WHAT IS REQUIRED: Please change "harvested" to "gathered" in the entries from the line containing "of the bundle" through the end of the entries, and give those lines again with nothing else altered.

PROVIDED RECORDS:

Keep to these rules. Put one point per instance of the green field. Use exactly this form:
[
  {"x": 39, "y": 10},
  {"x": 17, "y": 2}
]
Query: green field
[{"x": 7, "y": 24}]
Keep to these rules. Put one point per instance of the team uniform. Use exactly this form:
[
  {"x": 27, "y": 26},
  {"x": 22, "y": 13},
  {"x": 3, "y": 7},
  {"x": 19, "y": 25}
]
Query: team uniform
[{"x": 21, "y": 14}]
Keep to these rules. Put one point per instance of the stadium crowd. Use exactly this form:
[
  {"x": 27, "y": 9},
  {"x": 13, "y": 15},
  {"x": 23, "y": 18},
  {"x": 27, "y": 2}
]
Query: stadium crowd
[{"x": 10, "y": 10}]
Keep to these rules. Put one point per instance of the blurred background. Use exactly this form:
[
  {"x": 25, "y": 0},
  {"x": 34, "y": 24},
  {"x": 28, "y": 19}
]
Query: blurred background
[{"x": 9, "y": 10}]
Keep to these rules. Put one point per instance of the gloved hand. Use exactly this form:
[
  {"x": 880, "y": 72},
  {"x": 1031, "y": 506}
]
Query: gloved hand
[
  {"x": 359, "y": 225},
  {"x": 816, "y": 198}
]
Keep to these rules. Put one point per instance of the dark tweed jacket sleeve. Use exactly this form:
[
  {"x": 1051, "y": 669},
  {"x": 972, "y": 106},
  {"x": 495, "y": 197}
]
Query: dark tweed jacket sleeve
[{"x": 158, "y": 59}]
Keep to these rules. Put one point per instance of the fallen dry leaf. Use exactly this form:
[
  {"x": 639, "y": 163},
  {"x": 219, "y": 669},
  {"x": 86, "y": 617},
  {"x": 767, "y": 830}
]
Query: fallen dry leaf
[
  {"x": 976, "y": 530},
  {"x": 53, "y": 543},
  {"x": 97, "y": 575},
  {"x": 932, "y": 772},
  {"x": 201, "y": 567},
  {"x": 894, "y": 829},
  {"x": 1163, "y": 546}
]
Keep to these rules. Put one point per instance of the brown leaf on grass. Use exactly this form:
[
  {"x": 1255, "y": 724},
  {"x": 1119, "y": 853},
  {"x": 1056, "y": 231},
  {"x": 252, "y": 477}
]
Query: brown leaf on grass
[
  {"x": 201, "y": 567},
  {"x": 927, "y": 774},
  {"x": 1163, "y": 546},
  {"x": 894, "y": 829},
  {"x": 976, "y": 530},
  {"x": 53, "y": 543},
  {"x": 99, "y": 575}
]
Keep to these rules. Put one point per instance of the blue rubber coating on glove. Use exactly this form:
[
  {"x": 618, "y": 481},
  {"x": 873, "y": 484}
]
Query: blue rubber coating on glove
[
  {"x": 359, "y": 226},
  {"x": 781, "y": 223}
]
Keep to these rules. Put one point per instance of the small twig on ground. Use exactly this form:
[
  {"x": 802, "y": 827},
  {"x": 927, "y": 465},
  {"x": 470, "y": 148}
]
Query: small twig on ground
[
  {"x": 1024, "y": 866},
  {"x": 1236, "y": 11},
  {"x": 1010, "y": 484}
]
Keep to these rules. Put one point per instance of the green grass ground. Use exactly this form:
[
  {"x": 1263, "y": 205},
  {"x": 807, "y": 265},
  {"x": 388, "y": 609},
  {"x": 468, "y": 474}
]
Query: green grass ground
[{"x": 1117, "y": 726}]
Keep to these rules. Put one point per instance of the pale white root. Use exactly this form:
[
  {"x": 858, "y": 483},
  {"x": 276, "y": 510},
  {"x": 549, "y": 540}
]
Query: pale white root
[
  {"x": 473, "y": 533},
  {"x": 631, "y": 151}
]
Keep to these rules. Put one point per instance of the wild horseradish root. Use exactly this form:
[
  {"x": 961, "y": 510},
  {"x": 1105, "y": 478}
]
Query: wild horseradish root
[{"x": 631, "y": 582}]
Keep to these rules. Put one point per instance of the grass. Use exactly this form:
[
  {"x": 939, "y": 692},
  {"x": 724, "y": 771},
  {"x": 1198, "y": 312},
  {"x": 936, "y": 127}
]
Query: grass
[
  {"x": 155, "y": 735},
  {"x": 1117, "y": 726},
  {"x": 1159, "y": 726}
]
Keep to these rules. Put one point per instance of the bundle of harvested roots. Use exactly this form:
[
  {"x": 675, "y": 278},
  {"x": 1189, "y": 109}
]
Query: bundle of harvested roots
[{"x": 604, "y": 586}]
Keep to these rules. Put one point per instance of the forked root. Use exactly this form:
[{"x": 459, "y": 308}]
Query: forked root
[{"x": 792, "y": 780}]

THE ANSWER:
Keep to these rules. Put one point per instance of the bundle of gathered roots. Use exactly this form:
[
  {"x": 675, "y": 278},
  {"x": 1189, "y": 109}
]
Query: bundle of gathered roots
[{"x": 604, "y": 586}]
Keep to these rules. Put one point per instance of the forked root. Use exactly this form:
[{"x": 459, "y": 308}]
Query: forked root
[{"x": 792, "y": 780}]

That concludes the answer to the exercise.